Provided text:
ChrisAldrich joined the channel
chrisaldrich1 joined the channel
barryf joined the channel
KevinMarks, tantek, KevinMarks_ and gRegorLove joined the channel
# 23:22 tantek alright let me sync a few more changes with what I'm selfdogfooding and I can cut a release
# 23:22 tantek what's live on my server has been stable for a while, and no API breaking changes
# 23:43 aaronpk gRegorLove: get_dns_record isn't a built-in function, what is that?
# 23:44 sknebel gRegorLove: you should mention that the resolved IP should be used for all communication -> if you do this check, but then give the full domain to e.g. curl it will redo the resolve process and could get a different answer
# 23:45 sknebel (really should be in the general description, but I can't come up with a nice way of explaining it right now... really should go to sleep and try tomorrow ;))
# 23:46 gRegorLove filter_var will return the IP address if it's valid and not in the reserved range, otherwise it returns boolean false.
# 23:47 aaronpk also what happens if the domain is a CNAME to something?
# 23:47 aaronpk (I made localcname.webmention.rocks to test but it won't be active for another 15 minutes or so)
# 23:48 aaronpk localcname.webmention.rocks -> CNAME to localhost.webmention.rocks -> A 127.0.0.1
# 23:48 gRegorLove I don't think it will catch CNAME. Guess it depends if dns_get_record follows the chain
# 23:48 bear yea, just like url redirects - you have to follow the whole chain
# 23:51 sknebel I looked into teaching python's requests library to run such a check for each resolving it does... have to check if I can find the code for that again
# 23:52 gRegorLove sknebel: Interestin re: using the IP. Is the idea an attacker could server a legit IP and then quickly change it to loopback?

Exercise set:
**a)** For each statement below, decide whether the chat log supports it. Answer yes or no, and quote the words from the chat log that decide it. (i) aaronpk says get_dns_record is not a built-in function. (ii) gRegorLove expects the check to catch a CNAME. (iii) tantek reports API breaking changes in what is live on his server.
**b)** Name every user in the chat log who posts a message with a timestamp.
**c)** Write the next few messages of the chat log, picking up after gRegorLove's question to sknebel.

Extracted data entries:
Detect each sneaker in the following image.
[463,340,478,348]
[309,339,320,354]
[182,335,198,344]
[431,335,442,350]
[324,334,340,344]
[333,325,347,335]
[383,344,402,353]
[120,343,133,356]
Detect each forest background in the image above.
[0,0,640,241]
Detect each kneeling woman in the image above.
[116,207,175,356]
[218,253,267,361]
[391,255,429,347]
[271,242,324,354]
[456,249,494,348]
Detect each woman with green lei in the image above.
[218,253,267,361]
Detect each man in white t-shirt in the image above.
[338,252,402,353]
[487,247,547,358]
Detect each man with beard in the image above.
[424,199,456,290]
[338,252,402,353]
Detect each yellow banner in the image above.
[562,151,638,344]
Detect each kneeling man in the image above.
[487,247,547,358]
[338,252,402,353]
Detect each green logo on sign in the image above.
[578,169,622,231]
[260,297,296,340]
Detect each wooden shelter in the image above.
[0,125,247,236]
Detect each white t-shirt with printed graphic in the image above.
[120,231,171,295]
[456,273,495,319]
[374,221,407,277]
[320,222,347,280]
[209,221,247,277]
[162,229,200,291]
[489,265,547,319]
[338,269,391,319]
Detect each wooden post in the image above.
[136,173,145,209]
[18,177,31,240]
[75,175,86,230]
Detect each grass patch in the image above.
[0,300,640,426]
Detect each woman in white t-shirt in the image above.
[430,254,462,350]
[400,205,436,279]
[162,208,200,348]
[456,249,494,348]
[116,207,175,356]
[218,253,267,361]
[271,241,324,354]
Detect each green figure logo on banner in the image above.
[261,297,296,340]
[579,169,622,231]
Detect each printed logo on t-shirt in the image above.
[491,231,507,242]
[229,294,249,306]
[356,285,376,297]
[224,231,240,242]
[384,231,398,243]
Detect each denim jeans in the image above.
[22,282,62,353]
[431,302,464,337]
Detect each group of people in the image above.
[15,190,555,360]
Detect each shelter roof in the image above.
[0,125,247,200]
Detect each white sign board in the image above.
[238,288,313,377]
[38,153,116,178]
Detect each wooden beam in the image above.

Answers:
**a)**
(i) Yes: "get_dns_record isn't a built-in function"
(ii) No: "I don't think it will catch CNAME."
(iii) No: "no API breaking changes"

**b)** tantek, aaronpk, sknebel, gRegorLove, bear

**c)**
# 23:52 bear yea, even the python libraries depend on the system's dns resolution for that - it becomes hard to check things
# 23:52 aaronpk gRegorLove: that's the basis of the attack i linked
# 23:53 sknebel bear: in requests there are some hooks you can plug into, but in the end that's among the reasons why I decided to go with just firewalling the process of
# 23:54 aaronpk yeah it seems like this needs to be part of HTTP client libraries
# 23:54 aaronpk i mean the other alternative is make sure you don't have any services listening on 127.0.0.1
# 23:54 bear ^^ that is the only true solution IMO
# 23:55 bear sure it's possible, but how likely is it for 99% of what your doing
# 23:55 tantek or just have a logging service, for weakness/attack detection
# 23:56 gRegorLove Hah, from PHP docs "Because of eccentricities in the performance of libresolv between platforms, DNS_ANY will not always return every record, the slower DNS_ALL will collect all records more reliably."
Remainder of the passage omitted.